Hope all are enjoying a nice well-deserved break at the end of this year of 2023! It’s been something— busy, frustrating, a time of change, a time of hope and potential. Here’s my look back and look forward, a 12 month time span. Again, thank you for being such a fan of my takes on San Francisco public education!
For the new subscribers and occasional lurkers, this substack effort has been a great part of sharing with you and the world some details of what I believe are relatively evergreen themes. We can have great public schools in San Francisco, if we focus and we clean out the bad actors. We can expect better coverage of public education from the media and everyone. In a world where there are so many perspectives, the ones who can see the entire elephant, not just the trunk or the big legs, can find the themes that bring things all together. Our individual voices as regular people are making a difference.
First, here’s a look back at the past 12 months. Then I’ll give some thoughts about what we can push for over the next 12 months.
2023 Public schools wrap-up
January 2023 was not as much a break from 2022 as many had hoped. After Ann Hsu lost the Board of Education Commissioner spot and Alida Fisher took her spot, the Board Presidency went to prior Board Veep Kevine Boggess over prior Board President Jenny Lam. At the January Board Meeting, Boggess, in a rare look of dark jacket and tie, said, “I think in a lot of ways, we are in a moment where we have to figure out ways how we can put students and families first so that schools can get out of the crisis-es [sic]” Nice words, right? Check out what I wrote in Randy Shaw’s Beyond Chron in January, and in December. And what Boggess did about Chinese Americans in the Parent Advisory Board was not cool.

#### Your tasks:
a – Answer these from the San Francisco public schools post:
(i) Who took Ann Hsu's Board of Education Commissioner spot?
(ii) Who won the Board Presidency in January 2023, and over whom?
(iii) How long a time span does the author's look back and look forward cover?
b – Rewrite the part of the San Francisco public schools post that opens with the words containing "For the new" and closes with "making a difference.", changing "elephant" to "animal".
c – Pick up the San Francisco public schools post where it ends and keep writing.

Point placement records
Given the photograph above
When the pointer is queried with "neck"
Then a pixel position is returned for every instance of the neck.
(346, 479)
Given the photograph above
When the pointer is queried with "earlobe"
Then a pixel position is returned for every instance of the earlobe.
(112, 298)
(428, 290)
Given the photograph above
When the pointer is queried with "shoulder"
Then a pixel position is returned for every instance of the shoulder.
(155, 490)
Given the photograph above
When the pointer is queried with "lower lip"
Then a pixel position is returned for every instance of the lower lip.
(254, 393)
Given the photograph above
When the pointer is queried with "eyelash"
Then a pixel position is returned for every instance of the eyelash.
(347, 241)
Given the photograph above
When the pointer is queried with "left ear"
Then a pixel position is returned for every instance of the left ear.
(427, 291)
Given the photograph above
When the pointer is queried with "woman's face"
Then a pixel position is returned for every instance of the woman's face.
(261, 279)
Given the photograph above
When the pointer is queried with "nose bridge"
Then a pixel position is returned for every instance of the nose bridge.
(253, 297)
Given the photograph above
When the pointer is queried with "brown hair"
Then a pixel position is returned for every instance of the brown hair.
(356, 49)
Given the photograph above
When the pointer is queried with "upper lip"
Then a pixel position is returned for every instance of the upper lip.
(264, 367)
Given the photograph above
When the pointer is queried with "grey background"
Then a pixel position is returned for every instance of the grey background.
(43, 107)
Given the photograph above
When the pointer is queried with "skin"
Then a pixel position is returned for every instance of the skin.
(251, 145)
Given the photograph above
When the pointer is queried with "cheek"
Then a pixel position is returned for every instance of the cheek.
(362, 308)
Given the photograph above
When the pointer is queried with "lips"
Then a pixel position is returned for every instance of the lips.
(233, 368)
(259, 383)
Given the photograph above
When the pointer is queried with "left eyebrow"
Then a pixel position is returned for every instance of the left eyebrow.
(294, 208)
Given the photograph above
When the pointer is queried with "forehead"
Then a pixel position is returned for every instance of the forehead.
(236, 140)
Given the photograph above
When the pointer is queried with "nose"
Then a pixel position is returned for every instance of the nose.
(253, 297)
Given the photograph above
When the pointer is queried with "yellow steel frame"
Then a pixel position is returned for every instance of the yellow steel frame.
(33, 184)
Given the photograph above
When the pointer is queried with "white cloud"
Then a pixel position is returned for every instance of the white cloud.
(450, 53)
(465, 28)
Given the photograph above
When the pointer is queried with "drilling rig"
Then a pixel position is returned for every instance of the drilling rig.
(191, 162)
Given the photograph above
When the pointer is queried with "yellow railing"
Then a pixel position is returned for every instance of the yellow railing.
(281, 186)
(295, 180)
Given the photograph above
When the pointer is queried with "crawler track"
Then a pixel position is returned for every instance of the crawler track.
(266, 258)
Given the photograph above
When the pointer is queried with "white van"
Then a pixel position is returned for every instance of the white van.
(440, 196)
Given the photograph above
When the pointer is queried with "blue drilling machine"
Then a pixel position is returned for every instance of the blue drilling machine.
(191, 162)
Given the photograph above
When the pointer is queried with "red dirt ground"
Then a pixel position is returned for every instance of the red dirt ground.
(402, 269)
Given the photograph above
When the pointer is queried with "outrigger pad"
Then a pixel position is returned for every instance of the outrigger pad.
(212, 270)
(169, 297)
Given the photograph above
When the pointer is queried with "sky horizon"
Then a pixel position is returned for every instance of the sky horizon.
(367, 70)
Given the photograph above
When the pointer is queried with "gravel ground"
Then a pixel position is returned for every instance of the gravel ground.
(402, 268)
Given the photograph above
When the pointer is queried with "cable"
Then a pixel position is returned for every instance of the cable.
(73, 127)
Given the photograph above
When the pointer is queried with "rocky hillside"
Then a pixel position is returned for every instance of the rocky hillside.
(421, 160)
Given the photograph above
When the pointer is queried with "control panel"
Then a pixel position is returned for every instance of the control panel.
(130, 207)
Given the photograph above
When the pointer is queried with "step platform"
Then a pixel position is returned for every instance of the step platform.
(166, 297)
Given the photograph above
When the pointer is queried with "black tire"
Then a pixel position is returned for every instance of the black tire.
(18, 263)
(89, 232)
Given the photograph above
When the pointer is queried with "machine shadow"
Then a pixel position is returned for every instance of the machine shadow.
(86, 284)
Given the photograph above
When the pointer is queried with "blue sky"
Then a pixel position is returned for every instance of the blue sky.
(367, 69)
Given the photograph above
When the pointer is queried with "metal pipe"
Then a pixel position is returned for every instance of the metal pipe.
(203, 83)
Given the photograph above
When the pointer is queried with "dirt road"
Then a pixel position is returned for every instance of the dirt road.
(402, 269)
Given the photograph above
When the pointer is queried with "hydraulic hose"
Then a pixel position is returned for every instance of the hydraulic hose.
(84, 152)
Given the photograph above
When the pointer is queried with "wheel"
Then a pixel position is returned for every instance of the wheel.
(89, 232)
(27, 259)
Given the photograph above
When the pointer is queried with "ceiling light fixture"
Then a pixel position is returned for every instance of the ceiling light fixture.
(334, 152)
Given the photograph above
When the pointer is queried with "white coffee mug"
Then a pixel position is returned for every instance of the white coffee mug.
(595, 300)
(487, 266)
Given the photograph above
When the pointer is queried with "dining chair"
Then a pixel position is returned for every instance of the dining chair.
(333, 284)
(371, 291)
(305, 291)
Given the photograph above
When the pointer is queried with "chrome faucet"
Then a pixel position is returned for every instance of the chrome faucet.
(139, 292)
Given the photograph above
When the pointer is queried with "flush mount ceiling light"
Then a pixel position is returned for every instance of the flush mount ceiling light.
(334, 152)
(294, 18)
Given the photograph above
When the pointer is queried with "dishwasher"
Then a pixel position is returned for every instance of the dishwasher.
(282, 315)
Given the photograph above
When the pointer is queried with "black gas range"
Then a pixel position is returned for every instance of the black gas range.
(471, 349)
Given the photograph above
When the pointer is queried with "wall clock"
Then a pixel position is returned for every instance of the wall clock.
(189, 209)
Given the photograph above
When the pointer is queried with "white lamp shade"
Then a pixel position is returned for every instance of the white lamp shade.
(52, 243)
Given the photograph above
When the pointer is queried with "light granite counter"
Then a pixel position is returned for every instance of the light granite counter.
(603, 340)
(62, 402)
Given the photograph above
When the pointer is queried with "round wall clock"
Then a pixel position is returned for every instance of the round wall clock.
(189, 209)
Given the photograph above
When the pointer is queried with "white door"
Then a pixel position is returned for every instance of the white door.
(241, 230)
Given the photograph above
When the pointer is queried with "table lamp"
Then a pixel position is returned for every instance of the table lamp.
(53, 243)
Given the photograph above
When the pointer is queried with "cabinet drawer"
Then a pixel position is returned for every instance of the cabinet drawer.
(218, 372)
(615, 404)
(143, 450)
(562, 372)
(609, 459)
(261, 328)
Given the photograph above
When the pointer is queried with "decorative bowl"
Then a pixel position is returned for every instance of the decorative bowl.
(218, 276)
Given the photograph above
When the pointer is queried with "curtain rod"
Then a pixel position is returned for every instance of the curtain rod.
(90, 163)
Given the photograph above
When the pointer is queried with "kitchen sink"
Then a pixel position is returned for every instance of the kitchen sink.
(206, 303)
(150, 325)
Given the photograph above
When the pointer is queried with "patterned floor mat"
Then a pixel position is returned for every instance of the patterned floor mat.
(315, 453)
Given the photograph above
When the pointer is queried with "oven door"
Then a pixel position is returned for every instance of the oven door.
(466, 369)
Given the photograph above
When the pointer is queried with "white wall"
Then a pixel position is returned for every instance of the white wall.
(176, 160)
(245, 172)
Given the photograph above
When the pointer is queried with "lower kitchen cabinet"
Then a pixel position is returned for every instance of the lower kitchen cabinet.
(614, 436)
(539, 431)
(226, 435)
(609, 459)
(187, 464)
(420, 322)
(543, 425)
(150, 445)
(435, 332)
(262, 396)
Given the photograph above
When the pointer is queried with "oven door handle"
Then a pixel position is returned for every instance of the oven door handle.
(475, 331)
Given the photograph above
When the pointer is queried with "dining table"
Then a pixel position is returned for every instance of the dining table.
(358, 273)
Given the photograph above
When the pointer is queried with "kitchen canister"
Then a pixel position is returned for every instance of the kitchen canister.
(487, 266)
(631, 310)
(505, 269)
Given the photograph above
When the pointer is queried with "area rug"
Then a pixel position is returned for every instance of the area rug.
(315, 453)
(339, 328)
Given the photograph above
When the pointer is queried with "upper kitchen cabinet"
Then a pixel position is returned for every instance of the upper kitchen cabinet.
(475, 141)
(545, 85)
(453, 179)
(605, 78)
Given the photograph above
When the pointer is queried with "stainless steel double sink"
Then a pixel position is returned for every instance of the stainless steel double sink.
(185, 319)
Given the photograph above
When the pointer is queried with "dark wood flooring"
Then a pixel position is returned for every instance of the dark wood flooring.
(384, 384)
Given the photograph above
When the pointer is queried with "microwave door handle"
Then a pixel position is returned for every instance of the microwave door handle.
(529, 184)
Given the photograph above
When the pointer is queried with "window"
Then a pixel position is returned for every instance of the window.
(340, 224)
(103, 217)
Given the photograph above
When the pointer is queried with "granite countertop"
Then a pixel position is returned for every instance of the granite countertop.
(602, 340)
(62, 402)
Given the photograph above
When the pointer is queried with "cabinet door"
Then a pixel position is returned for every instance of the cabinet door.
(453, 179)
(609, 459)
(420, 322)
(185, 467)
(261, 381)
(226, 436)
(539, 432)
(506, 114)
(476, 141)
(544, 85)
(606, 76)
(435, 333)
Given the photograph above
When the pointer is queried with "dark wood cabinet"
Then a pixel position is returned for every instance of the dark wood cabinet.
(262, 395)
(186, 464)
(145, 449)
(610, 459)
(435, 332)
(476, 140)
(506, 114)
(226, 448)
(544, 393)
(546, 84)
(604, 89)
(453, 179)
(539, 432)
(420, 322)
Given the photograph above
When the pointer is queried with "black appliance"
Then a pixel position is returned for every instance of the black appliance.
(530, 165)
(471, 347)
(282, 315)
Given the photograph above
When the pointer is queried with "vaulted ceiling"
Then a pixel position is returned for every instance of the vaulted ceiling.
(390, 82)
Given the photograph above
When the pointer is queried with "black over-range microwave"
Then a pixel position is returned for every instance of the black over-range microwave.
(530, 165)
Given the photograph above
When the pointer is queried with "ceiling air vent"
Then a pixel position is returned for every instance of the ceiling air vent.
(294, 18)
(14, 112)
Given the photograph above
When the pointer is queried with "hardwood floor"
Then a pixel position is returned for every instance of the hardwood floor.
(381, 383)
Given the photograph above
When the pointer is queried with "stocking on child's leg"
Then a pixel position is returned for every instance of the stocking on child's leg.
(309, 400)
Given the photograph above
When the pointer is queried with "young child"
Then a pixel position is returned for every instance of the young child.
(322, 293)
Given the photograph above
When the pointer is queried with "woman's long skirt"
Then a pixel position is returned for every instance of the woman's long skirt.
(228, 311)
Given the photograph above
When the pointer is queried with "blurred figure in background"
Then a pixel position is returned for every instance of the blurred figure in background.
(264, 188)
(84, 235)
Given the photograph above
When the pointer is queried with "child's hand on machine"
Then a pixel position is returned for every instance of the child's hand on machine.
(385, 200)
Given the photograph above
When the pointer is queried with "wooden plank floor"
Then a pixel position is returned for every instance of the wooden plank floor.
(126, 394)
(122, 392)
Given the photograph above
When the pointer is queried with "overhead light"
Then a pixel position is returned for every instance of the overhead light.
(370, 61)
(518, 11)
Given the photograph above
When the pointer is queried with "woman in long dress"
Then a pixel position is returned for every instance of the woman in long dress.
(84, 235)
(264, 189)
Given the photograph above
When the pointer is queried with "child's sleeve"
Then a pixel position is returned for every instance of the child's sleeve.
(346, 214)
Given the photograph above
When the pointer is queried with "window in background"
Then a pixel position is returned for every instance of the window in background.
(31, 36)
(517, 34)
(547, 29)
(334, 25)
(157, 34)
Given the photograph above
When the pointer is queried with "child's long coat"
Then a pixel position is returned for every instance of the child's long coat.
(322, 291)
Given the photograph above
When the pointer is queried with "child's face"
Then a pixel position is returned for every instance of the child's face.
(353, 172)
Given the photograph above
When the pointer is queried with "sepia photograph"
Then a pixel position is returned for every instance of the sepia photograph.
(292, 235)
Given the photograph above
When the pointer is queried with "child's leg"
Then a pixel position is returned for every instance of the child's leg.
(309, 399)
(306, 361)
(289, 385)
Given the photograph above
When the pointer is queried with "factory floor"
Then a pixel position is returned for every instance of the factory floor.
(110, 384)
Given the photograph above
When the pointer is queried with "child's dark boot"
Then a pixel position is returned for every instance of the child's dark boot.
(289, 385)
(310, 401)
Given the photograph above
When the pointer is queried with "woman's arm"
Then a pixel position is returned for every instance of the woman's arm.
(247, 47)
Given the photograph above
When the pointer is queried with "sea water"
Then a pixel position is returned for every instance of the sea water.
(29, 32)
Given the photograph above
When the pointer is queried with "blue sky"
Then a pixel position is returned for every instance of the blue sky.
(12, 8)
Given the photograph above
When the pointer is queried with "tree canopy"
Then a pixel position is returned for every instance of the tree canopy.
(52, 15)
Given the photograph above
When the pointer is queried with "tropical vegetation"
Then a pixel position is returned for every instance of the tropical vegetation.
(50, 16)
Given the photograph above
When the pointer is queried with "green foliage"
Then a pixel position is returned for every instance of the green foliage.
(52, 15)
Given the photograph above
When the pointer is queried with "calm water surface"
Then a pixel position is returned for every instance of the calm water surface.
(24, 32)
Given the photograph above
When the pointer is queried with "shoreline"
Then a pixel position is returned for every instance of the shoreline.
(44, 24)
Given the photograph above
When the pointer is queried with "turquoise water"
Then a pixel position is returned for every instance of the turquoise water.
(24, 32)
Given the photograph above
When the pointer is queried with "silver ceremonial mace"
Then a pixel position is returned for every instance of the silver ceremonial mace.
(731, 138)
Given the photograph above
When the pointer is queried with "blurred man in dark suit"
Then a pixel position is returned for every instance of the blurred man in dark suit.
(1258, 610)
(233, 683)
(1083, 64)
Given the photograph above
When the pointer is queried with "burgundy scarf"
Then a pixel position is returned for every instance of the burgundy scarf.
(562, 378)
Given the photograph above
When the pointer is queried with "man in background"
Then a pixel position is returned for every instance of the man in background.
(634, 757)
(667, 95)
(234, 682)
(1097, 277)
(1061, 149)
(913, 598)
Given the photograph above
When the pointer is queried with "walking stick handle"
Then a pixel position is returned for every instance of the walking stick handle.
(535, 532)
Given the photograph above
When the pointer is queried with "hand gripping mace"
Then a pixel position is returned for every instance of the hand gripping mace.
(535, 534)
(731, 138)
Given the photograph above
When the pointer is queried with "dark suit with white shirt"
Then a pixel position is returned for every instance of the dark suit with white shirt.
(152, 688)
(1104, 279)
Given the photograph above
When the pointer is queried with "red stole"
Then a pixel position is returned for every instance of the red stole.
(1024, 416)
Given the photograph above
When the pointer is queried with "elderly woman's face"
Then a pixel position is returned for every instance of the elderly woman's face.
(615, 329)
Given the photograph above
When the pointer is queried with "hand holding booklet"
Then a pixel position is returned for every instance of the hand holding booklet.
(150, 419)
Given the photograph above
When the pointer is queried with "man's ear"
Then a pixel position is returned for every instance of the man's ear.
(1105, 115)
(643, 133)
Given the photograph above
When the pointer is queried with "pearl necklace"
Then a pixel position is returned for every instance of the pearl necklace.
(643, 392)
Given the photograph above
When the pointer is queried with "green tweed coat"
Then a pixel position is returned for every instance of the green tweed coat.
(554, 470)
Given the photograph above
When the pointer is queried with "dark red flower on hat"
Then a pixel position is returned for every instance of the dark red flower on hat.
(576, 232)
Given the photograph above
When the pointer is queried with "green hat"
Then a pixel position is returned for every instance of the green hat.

#### Outputs:
a –
(i) Alida Fisher
(ii) Kevine Boggess, over prior Board President Jenny Lam
(iii) 12 months

b –
For the new subscribers and occasional lurkers, this substack effort has been a great part of sharing with you and the world some details of what I believe are relatively evergreen themes. We can have great public schools in San Francisco, if we focus and we clean out the bad actors. We can expect better coverage of public education from the media and everyone. In a world where there are so many perspectives, the ones who can see the entire animal, not just the trunk or the big legs, can find the themes that bring things all together. Our individual voices as regular people are making a difference.

c –
The reformers on the Board of Education, articulated most stridently by Commissioner Lainie Motamedi, are in the minority. Lam’s huge effort to bring a better process with less rancor, led to a limp year with a lot of lingering meh.
Superintendent Matt Wayne is in his sophomore year and has put into play many of his own ideas and own people. How has that worked out? Well, he knows who is in the majority on the School Board, so words for change have been followed by not enough change, from the teacher payroll tragic hits to bottom lines, to the lingering district budget deficits, to concerns about safety, to many unfilled educator positions, to a pathetic waste of a High School Task Force.
Nothing says a head scratching Superintendent Wayne move more than giving former Head of Facilities Dawn Kamalanathan a promotion to Assistant Superintendent and a 2 year contract. As a member of the SFUSD Citizens Bond Oversight Committee (CBOC), I will always remember Kamalanathan when said she will seek a “Best-in-Class” CBOC and then went without one for over 2 years. She and her staff continue to stall in not doing simple common sense CBOC recommendations. And now, the rumor is she is being let go. The 2022, 2023, March 2024, now November 2024 ~$1 Billion facilities bond is now unlikely until June 2026.
The 2022, 2023, March 2024, now November 2024 ~$1 Billion facilities bond is now unlikely until June 2026.
Wayne has kept many senior staff from the prior administration, as he seeks to bring changes to curriculum, school resourcing, neighborhood school assignments, and other big topics. In a time of diminished trust, people are starting to have no faith that the current leadership will turn the ship in the right direction.
2023 highlights
In the meantime, I’ve been busy on a number of fronts. LeadershipSF, sponsored by the SF Chamber of Commerce, was an excellent program where I worked with 45 up-and-coming city leaders on learning and discussing many city topics in depth. My good friend Mike Zwiefelhofer of Z Ciccolato is now the new Director of the program.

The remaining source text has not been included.